* Begin *
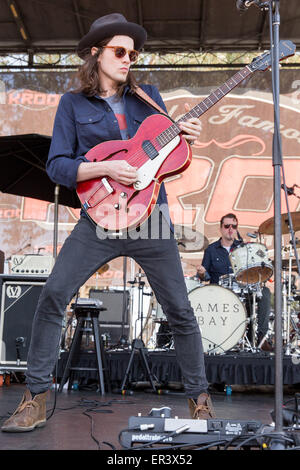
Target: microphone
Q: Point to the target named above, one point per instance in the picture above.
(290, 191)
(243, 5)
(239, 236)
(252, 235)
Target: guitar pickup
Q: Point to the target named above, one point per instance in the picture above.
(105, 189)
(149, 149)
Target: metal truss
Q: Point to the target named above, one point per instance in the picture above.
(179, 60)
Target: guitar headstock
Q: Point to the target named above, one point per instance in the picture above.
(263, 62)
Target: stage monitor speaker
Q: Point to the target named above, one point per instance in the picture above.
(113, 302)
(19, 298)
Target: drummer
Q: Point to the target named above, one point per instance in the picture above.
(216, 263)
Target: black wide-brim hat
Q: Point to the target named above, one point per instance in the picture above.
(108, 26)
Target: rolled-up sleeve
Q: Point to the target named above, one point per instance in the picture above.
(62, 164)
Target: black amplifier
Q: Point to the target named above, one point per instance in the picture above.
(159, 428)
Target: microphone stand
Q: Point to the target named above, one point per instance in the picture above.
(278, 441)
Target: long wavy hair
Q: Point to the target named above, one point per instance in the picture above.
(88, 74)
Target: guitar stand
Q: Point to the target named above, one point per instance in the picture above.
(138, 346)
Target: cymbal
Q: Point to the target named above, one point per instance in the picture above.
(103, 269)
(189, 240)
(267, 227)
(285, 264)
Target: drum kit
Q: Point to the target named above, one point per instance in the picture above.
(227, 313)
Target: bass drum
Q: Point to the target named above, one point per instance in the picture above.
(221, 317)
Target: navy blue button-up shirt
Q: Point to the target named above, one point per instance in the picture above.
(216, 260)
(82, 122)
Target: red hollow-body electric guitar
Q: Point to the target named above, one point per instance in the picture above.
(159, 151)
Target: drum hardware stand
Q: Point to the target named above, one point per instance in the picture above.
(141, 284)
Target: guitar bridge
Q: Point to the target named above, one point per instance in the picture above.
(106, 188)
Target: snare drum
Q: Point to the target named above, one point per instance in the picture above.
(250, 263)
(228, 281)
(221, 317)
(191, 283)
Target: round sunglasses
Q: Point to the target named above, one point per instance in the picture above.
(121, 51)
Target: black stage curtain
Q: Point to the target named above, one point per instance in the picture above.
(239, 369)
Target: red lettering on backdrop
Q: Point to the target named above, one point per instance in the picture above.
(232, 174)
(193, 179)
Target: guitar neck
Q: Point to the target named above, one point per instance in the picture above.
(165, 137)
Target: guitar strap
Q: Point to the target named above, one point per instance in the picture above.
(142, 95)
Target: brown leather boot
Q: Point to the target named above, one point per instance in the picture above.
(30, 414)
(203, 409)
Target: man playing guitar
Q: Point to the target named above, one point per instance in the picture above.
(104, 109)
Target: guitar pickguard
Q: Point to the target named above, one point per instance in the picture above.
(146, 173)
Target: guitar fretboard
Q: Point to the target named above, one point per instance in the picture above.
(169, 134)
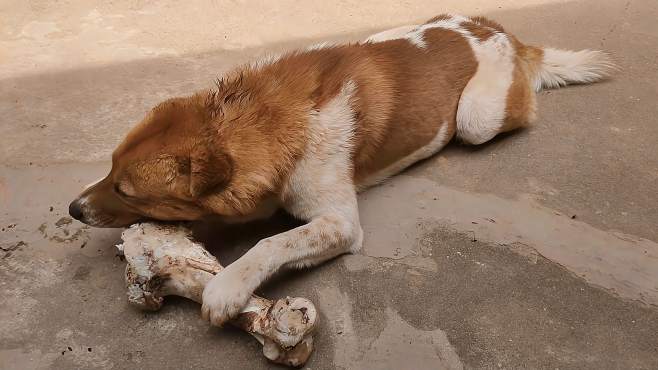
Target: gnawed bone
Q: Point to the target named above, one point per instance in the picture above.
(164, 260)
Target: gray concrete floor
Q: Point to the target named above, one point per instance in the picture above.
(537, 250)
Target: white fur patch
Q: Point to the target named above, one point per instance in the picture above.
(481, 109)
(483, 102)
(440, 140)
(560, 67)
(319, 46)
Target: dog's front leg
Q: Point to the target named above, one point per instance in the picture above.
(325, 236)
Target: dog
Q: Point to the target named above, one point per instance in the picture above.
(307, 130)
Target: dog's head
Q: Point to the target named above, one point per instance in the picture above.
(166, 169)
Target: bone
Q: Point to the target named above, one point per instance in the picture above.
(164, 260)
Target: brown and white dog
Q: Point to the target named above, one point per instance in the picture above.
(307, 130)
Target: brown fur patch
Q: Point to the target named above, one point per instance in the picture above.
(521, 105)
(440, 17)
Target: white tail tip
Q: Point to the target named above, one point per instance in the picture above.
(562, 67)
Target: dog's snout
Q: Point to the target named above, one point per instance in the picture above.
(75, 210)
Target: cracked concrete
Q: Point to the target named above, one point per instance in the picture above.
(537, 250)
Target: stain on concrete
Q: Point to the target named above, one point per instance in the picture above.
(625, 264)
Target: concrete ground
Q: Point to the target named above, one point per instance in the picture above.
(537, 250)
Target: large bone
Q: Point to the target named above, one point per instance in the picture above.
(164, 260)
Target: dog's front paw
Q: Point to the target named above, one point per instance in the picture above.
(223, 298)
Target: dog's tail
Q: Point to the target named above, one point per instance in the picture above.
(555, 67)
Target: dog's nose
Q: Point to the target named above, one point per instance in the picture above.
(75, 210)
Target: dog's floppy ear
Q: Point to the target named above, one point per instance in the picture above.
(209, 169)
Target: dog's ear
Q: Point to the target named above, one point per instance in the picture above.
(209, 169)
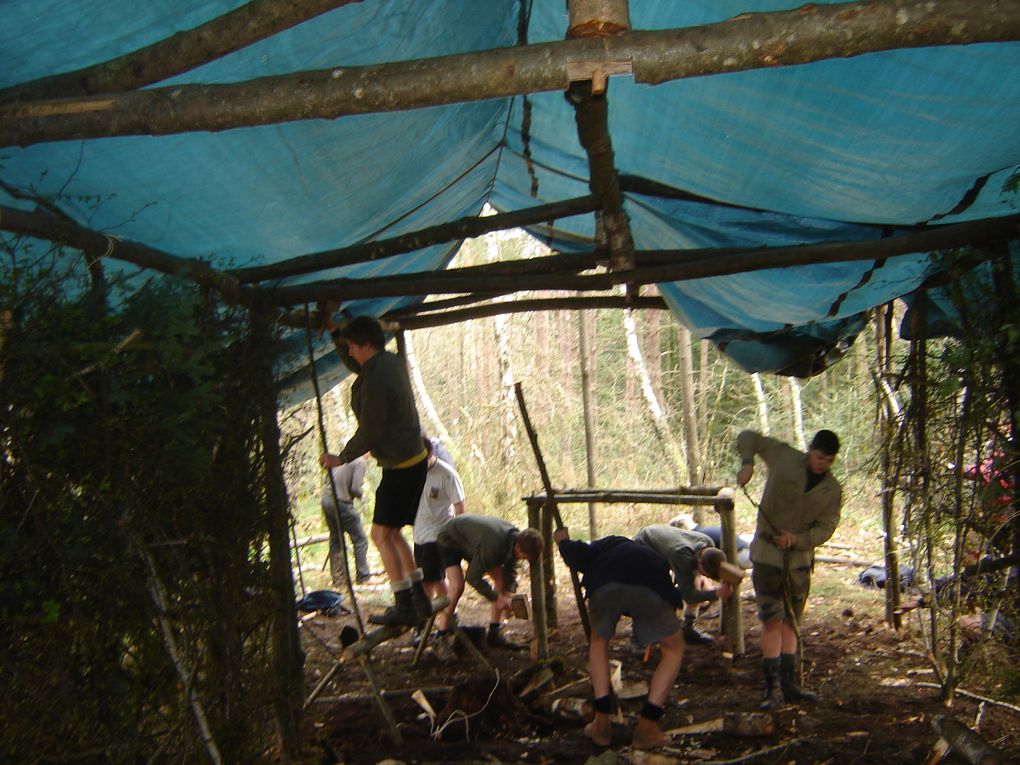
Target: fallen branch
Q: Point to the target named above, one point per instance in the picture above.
* End *
» YOUR TASK
Your task is to copy the entries in full and exactly, without any images.

» SOLUTION TO THE EXERCISE
Target: microphone
Q: Point to the target named above, one point per instance in the picture above.
(290, 191)
(243, 5)
(239, 236)
(252, 235)
Target: guitar pickup
Q: Point to the target named above, one point per instance in the picture above.
(105, 189)
(149, 149)
Target: metal truss
Q: Point to the target named above, one point per instance in the picture above.
(179, 60)
Target: guitar headstock
Q: Point to the target named above, one point per instance in the picture above.
(263, 62)
Target: stage monitor speaker
Q: Point to the target named above, one point per instance in the picture above.
(113, 302)
(19, 298)
Target: drummer
Q: Point to the target named above, one point per instance in the picture above.
(216, 263)
Target: black wide-brim hat
Q: Point to the target named above, one point per instance in the picture above.
(108, 26)
Target: rolled-up sleeve
Q: Point to the target named above, one point per instance in the picture above.
(62, 164)
Target: black amplifier
Q: Point to the target named above, one point per instance in the picture above.
(159, 428)
Target: microphone stand
Q: Point to the target named above, one point per instance in the picture above.
(278, 441)
Target: long wavy hair
Q: Point to the target named above, one point per instance in the picture above.
(88, 74)
Target: guitar stand
Q: Point to the target named above, one point per instance in the picture above.
(138, 346)
Target: cymbal
Q: Point to the target named above, one point per instance in the picture above.
(103, 269)
(189, 240)
(267, 227)
(285, 264)
Target: drum kit
Q: Point to the target named above, one point per instance in the picture above.
(227, 313)
Target: bass drum
Q: Point to the target named above, one point per instance in the picture above.
(221, 317)
Target: navy blue button-up shirt
Q: Point to the target named above, one point per instance in the picture above.
(216, 260)
(82, 122)
Target: red hollow-body electric guitar
Q: Point to the target named above, one point per instance in the picture above.
(159, 151)
Target: drum hardware stand
Q: Point to the target named above, one point per instance in the picture above.
(141, 284)
Target: guitar bridge
Q: Point to the target named above, one point per instance in the picture above.
(106, 188)
Target: snare drum
Q: Point to the target named above, one point per instance in the picture above.
(250, 263)
(228, 281)
(221, 317)
(191, 283)
Target: round sunglasses
Q: Point to the target named above, one point per instance in the picture above.
(121, 51)
Target: black stage curtain
Q: Point to the target named above, one point per instance in the picture above.
(239, 369)
Target: red lettering on backdrop
Q: Point to the target named above, one point per instance in the picture above.
(232, 174)
(193, 179)
Target: guitar neck
Q: Point to the target named above, one point per instance in the picture above.
(165, 137)
Target: guitar strap
Q: Point to the target named above, one point per instance in the picture above.
(142, 95)
Target: brown leather boot
Q: Point to the target named above, one point per instance in the picture above.
(30, 414)
(203, 409)
Target: man playing guitar
Q: Point to the target named above, one point per instance in the picture above.
(104, 109)
Target: guitar pickguard
Q: Point to the target named above, one point per instance in the picture above.
(146, 173)
Target: guitar fretboard
Q: Point to the target named above, one point per instance in the picture above.
(169, 134)
Target: gnawed bone
Q: Point to the target named above, one point per instance in the picture above.
(164, 260)
Target: gray concrete floor
Q: Point to the target named above, one point per instance in the picture above.
(537, 250)
Target: white fur patch
Q: Point to the target named above, one point per instance in the picture above.
(481, 109)
(483, 102)
(440, 140)
(560, 67)
(319, 46)
Target: dog's front leg
Q: Point to the target named above, one point per instance in the picture above.
(325, 236)
Target: dog
Q: Point to the target named above, one point per instance in the picture above.
(307, 130)
Target: dog's head
Q: Point to the target named above, one point per instance in the picture above.
(166, 169)
Target: bone
Q: Point to the target named above, one point per instance in the picture above.
(164, 260)
Target: brown and white dog
Q: Point to the target named above, one point per instance in the picture above.
(307, 130)
Target: brown fur patch
Q: Point to the target named above, one point per instance in the picture above.
(521, 105)
(440, 17)
Target: white tail tip
Q: Point to the target named above, one point per instance in the picture above.
(562, 67)
Target: dog's snout
Q: Point to the target named above, one point per instance in the picture above.
(75, 210)
Target: cracked concrete
Q: Point to the target named above, one point per instance in the picture above.
(537, 250)
Target: stain on concrete
Q: Point to the target named above, one point per instance in the picture above.
(625, 264)
Target: concrete ground
Q: Point to the target named above, one point per instance in the picture above.
(537, 250)
Target: large bone
Q: Point to the target named above, one point per instance in the picture above.
(164, 260)
Target: dog's front paw
Q: Point to the target named above, one point per instance in the picture above.
(223, 298)
Target: dog's tail
Q: Point to the target named above, one point per instance in the picture above.
(555, 67)
Target: dog's nose
Q: Point to the target named above, one point per instance in the picture above.
(75, 210)
Target: dog's floppy ear
Q: Point to the target named above, one point per instance in the picture above.
(209, 169)
Target: dog's ear
Q: Point to the target named above, one point per instance in the picture above.
(209, 169)
Target: fallen branch
Q: Point to the target named above, one point per instance in the picture above.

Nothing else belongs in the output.